**Extract to read**
# Splitting up '00 M Roadster & Original Hardtop?



## cerbum (9 mo ago)

Greetings,

Just joined the forum, so be gentle.  Since I don't know the history, and I haven't been able to find anything via search, I'll ask.

I'm the original owner of the car, and I haven't used the hardtop in probably 20 years. It's been kept in the storage bag the entire time. I obviously don't use it.

Do folks regularly sell the hardtops separate from the car? I've got no intentions of selling the car. The hardtop is just taking up space and I figure maybe someone would want it. Original paint on the hardtop.


430Oxford Green Metallic/Oxfordgruen Metallic II - F

Cheers,

-cerbum


----------



## DarenLine (Jul 9, 2018)

This may not be the right place, can you message me if you are still selling it?


----------



## cerbum (9 mo ago)

DarenLine said:


> This may not be the right place, can you message me if you are still selling it?


I do want to sell it, but haven't put it up for sale yet. I do have pictures though. 

Unfortunately, I haven't been able to figure out how to direct message you yet. And that's because I need to get 10 posts before I can do it.  You may need the same to be able to reply...don't know.


----------



## DarenLine (Jul 9, 2018)

Got it, would you mind sending me more info to my email? pic, price, your location … [email protected]


----------

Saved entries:
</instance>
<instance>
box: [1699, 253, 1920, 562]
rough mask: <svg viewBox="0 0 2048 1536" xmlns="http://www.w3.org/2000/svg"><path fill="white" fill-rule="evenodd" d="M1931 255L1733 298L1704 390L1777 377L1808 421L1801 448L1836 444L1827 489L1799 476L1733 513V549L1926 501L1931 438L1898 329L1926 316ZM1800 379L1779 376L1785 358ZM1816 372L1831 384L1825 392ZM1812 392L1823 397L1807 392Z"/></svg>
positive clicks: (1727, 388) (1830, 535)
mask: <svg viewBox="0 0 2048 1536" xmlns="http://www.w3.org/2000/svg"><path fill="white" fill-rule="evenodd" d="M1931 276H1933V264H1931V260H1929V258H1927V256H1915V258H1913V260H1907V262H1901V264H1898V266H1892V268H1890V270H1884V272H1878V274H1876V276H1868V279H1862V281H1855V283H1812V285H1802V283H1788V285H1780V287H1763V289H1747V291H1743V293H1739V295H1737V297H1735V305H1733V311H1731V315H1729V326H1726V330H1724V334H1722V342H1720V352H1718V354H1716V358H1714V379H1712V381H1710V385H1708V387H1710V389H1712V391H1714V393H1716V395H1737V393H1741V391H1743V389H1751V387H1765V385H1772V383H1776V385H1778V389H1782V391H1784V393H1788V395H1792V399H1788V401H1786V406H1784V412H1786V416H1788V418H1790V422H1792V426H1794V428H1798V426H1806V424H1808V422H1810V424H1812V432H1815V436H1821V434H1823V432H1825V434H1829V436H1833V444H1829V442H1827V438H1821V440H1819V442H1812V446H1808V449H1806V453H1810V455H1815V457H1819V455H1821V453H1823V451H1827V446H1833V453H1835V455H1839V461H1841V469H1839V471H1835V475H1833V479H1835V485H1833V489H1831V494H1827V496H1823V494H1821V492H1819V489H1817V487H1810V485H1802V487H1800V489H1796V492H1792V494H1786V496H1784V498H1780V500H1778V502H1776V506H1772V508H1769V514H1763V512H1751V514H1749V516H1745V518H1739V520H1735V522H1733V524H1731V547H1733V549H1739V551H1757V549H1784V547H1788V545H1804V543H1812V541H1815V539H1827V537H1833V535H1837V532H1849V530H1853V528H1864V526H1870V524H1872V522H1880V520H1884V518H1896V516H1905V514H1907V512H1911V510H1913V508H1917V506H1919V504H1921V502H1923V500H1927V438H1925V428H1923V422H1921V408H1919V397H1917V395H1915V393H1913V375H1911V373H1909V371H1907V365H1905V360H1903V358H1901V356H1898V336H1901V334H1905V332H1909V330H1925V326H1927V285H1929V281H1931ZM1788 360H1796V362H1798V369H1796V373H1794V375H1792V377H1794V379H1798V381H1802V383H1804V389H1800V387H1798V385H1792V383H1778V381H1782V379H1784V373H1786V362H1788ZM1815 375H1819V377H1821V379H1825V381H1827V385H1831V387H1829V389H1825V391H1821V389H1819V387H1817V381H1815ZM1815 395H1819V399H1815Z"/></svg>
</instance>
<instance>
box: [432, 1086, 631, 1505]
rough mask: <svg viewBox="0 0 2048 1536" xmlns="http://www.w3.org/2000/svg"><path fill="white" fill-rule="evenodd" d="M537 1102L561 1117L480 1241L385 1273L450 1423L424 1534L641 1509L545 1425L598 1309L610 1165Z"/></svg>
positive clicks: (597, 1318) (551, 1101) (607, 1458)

**What is being asked**
Reproduce the forum thread above about selling the '00 M Roadster's hardtop, word for word from beginning to end.

**Written response**
# Splitting up '00 M Roadster & Original Hardtop?



## cerbum (9 mo ago)

Greetings,

Just joined the forum, so be gentle.  Since I don't know the history, and I haven't been able to find anything via search, I'll ask.

I'm the original owner of the car, and I haven't used the hardtop in probably 20 years. It's been kept in the storage bag the entire time. I obviously don't use it.

Do folks regularly sell the hardtops separate from the car? I've got no intentions of selling the car. The hardtop is just taking up space and I figure maybe someone would want it. Original paint on the hardtop.


430Oxford Green Metallic/Oxfordgruen Metallic II - F

Cheers,

-cerbum


----------



## DarenLine (Jul 9, 2018)

This may not be the right place, can you message me if you are still selling it?


----------



## cerbum (9 mo ago)

DarenLine said:


> This may not be the right place, can you message me if you are still selling it?


I do want to sell it, but haven't put it up for sale yet. I do have pictures though. 

Unfortunately, I haven't been able to figure out how to direct message you yet. And that's because I need to get 10 posts before I can do it.  You may need the same to be able to reply...don't know.


----------



## DarenLine (Jul 9, 2018)

Got it, would you mind sending me more info to my email? pic, price, your location … [email protected]


----------